** DOCUMENT TEXT **
===============

Medipacs is another entrepreneurial group funded by Desert Angels. The company is developing the first non-mechanical infusion pump using a proprietary, expandable polymer. The Medipacs pump is designed to be wearable, programmable and disposable, allowing for greater accuracy, patient comfort and convenience at a lower cost.
The Medipacs proprietary polymer acts as a motor as it precisely expands, gradually displacing the drug out of a reservoir contained in a device smaller than a cell phone. The expansion of the polymer is controlled chemically or electrically at precise levels allowing for accurate drug delivery to patients.
Medipacs has secured its first patent and has seven additional U.S. and 28 international patent applications pending for covering the polymer material, the device and components and methods of use. Medipacs also has applied for several trademarks.
"Desert Angels enabled Medipacs to be in existence. They stepped up and provided a series of funding that allowed us to get past the bench screening. They were a terrific group to work with," said Medipacs CEO Mark McWilliams. "I've worked with a lot of Angel groups, but Desert Angels is an especially good group, a real class act."
The polymer yields the lowest possible cost for a precision pump mechanism because it replaces motors and mechanical drive systems found in current devices. The Medipacs system is simple and easy to assemble. It also is silent, lightweight and suitable for in-patient and outpatient applications.
"Our technology really allows us to do therapy that the existing hospital technology does not," he added. The company is moving into the final product designs. McWilliams estimates the infusion pump could benefit 18 million people in hospitals. The economic opportunity is estimated at $2 billion.

===============

** Stored data **
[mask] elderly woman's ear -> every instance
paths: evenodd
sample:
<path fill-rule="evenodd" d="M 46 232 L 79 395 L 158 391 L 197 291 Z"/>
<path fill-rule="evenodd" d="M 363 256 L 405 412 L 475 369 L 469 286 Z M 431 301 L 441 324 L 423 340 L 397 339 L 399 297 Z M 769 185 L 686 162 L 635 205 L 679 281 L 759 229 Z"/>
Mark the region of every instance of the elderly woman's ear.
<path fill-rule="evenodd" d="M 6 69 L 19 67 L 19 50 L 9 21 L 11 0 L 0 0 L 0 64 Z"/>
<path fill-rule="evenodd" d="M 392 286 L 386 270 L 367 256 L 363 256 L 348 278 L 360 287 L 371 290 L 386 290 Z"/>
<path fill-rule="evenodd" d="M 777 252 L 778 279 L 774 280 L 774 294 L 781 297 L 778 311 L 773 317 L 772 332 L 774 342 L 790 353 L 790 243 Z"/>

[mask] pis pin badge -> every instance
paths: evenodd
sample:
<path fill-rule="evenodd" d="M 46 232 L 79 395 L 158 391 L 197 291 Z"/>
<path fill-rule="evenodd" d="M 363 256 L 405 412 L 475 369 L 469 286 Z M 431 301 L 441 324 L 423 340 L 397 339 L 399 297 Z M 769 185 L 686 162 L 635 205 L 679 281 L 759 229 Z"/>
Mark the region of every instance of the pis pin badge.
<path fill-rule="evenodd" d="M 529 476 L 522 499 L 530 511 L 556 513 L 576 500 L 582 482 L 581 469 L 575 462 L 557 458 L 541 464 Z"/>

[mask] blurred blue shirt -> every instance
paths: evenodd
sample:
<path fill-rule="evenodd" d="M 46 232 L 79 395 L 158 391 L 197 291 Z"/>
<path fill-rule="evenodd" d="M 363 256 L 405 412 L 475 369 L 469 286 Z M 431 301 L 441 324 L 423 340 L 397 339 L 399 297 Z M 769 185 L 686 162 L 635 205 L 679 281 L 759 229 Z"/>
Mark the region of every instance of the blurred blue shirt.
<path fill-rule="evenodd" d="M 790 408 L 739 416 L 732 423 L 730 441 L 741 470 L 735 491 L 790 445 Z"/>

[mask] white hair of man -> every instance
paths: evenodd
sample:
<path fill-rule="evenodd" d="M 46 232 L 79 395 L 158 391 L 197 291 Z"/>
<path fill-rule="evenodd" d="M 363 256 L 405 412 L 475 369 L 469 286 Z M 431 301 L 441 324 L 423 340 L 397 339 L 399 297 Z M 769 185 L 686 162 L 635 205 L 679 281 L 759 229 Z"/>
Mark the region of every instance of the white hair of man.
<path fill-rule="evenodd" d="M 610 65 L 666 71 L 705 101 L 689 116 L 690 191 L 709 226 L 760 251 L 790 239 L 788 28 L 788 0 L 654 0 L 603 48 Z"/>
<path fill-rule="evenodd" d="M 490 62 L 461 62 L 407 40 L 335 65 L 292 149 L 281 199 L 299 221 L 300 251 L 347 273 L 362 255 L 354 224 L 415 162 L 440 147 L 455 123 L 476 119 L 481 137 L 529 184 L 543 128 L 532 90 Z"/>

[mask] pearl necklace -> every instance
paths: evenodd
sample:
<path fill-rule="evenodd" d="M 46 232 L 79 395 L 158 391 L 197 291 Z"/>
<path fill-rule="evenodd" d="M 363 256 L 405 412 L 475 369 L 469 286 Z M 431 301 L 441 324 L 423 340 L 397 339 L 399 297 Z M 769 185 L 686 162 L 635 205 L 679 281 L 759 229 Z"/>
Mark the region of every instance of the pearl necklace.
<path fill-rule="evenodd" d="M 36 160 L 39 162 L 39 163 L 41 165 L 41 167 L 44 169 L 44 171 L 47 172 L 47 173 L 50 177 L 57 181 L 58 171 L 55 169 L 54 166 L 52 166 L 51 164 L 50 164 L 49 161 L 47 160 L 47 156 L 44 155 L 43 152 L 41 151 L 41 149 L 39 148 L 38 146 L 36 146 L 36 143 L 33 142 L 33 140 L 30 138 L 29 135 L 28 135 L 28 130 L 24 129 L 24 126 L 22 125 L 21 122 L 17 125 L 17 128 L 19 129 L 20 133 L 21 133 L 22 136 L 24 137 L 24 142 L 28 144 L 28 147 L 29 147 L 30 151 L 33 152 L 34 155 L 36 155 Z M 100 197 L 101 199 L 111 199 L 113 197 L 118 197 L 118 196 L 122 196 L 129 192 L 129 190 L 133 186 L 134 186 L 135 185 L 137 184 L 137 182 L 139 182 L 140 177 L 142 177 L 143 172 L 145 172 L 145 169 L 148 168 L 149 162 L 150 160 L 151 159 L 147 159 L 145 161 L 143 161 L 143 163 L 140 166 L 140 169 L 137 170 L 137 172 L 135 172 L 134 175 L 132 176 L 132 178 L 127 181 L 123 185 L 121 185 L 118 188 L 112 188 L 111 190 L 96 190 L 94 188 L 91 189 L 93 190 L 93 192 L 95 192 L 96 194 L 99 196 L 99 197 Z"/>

===============

** TO DO **
a – How many international patent applications does Medipacs have pending, according to the Medipacs text?
b – Extract the passage of the Medipacs text starting at "The Medipacs proprietary" and ending at "delivery to patients.".
These rows have no connection to the Medipacs text.

** OUTPUTS IN ORDER **
a – 28

b –
The Medipacs proprietary polymer acts as a motor as it precisely expands, gradually displacing the drug out of a reservoir contained in a device smaller than a cell phone. The expansion of the polymer is controlled chemically or electrically at precise levels allowing for accurate drug delivery to patients.